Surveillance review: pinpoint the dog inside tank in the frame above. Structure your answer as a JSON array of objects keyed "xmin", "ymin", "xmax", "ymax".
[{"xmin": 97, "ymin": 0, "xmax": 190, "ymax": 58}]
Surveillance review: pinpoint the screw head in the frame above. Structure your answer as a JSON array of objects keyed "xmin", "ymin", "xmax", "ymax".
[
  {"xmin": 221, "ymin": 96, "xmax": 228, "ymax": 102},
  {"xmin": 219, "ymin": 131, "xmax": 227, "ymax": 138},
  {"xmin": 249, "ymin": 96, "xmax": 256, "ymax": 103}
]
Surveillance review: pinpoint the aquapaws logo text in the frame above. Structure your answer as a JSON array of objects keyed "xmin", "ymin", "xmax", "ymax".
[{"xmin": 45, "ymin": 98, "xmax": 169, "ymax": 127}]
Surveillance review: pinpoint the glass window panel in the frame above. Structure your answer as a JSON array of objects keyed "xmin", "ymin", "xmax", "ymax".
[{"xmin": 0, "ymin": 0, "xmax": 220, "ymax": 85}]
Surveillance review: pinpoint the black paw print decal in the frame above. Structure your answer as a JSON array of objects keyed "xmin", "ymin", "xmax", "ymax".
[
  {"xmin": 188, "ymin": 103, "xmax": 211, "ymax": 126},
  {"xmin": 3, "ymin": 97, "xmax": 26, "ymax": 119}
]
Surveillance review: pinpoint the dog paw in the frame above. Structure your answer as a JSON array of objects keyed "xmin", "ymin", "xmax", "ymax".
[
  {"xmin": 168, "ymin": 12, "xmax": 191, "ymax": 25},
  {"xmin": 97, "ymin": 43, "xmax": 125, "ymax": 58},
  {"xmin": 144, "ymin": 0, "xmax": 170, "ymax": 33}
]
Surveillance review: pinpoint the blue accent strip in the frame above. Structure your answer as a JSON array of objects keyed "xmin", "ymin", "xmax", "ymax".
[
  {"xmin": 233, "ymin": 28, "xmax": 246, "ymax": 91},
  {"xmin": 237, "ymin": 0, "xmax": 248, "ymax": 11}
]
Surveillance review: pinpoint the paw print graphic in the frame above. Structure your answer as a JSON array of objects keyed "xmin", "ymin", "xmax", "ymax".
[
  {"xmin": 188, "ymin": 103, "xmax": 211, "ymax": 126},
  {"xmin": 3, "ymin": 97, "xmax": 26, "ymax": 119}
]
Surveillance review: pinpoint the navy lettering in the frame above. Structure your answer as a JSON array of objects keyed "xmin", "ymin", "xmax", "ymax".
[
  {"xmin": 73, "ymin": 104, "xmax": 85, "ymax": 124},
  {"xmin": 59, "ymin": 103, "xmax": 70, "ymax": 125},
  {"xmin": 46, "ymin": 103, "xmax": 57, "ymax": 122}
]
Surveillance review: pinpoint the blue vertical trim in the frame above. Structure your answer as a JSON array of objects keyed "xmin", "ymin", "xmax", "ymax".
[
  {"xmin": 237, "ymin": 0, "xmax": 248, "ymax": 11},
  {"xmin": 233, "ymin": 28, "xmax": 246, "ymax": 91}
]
• • •
> **The problem**
Arrange the material above as a JSON list of strings, one string for each line, with blank lines left out.

> **Task solution**
[
  "Surveillance review: pinpoint the dog inside tank in the frame above. Structure your answer as a JSON array of objects keyed \"xmin\", \"ymin\", \"xmax\", \"ymax\".",
  "[{\"xmin\": 97, \"ymin\": 0, \"xmax\": 190, \"ymax\": 58}]",
  "Surveillance review: pinpoint the screw head in the frame above. Structure your answer as a JSON array of objects keyed \"xmin\", \"ymin\", \"xmax\", \"ymax\".",
  "[",
  "  {\"xmin\": 221, \"ymin\": 96, \"xmax\": 228, \"ymax\": 102},",
  "  {\"xmin\": 219, \"ymin\": 131, \"xmax\": 227, \"ymax\": 138},",
  "  {\"xmin\": 249, \"ymin\": 96, \"xmax\": 256, \"ymax\": 103}",
  "]",
  "Surveillance review: pinpoint the aquapaws logo text in the frame above. Structure your answer as a JSON array of objects keyed \"xmin\", \"ymin\", \"xmax\", \"ymax\".",
  "[{\"xmin\": 45, \"ymin\": 98, \"xmax\": 169, \"ymax\": 127}]",
  "Surveillance review: pinpoint the glass window panel in the frame above. Structure your answer as a JSON array of objects keyed \"xmin\", \"ymin\", \"xmax\", \"ymax\".",
  "[{\"xmin\": 0, \"ymin\": 0, \"xmax\": 220, \"ymax\": 85}]",
  "Surveillance review: pinpoint the black paw print decal in the frame above. Structure your answer as a JSON array of objects keyed \"xmin\", \"ymin\", \"xmax\", \"ymax\".",
  "[",
  "  {\"xmin\": 188, \"ymin\": 103, \"xmax\": 211, \"ymax\": 126},",
  "  {\"xmin\": 3, \"ymin\": 97, \"xmax\": 26, \"ymax\": 119}",
  "]",
  "Surveillance review: pinpoint the dog paw in the frame above. Structure your answer as a JSON array of objects keyed \"xmin\", \"ymin\", \"xmax\", \"ymax\".",
  "[",
  "  {\"xmin\": 168, \"ymin\": 12, \"xmax\": 191, \"ymax\": 25},",
  "  {\"xmin\": 97, \"ymin\": 43, \"xmax\": 125, \"ymax\": 58},",
  "  {\"xmin\": 144, \"ymin\": 0, \"xmax\": 170, \"ymax\": 33}",
  "]",
  "Surveillance review: pinpoint the blue accent strip in the frame above. Structure your answer as a JSON array of objects keyed \"xmin\", \"ymin\", \"xmax\", \"ymax\".",
  "[",
  "  {\"xmin\": 233, \"ymin\": 28, \"xmax\": 246, \"ymax\": 91},",
  "  {\"xmin\": 237, \"ymin\": 0, \"xmax\": 248, \"ymax\": 11}",
  "]",
  "Surveillance review: pinpoint the paw print graphic in the frame above. Structure your answer as a JSON array of objects keyed \"xmin\", \"ymin\", \"xmax\", \"ymax\".",
  "[",
  "  {\"xmin\": 188, \"ymin\": 103, \"xmax\": 211, \"ymax\": 126},",
  "  {\"xmin\": 3, \"ymin\": 97, \"xmax\": 26, \"ymax\": 119}",
  "]",
  "Surveillance review: pinpoint the navy lettering in the frame above. Structure your answer as a JSON array of objects keyed \"xmin\", \"ymin\", \"xmax\", \"ymax\".",
  "[",
  "  {\"xmin\": 73, \"ymin\": 104, \"xmax\": 85, \"ymax\": 124},",
  "  {\"xmin\": 59, \"ymin\": 103, \"xmax\": 70, \"ymax\": 125},",
  "  {\"xmin\": 46, \"ymin\": 103, \"xmax\": 57, \"ymax\": 122}",
  "]",
  "Surveillance review: pinpoint the blue vertical trim in the frame above. Structure your answer as a JSON array of objects keyed \"xmin\", \"ymin\", \"xmax\", \"ymax\".",
  "[",
  "  {\"xmin\": 237, \"ymin\": 0, \"xmax\": 248, \"ymax\": 11},",
  "  {\"xmin\": 233, \"ymin\": 28, \"xmax\": 246, \"ymax\": 91}",
  "]"
]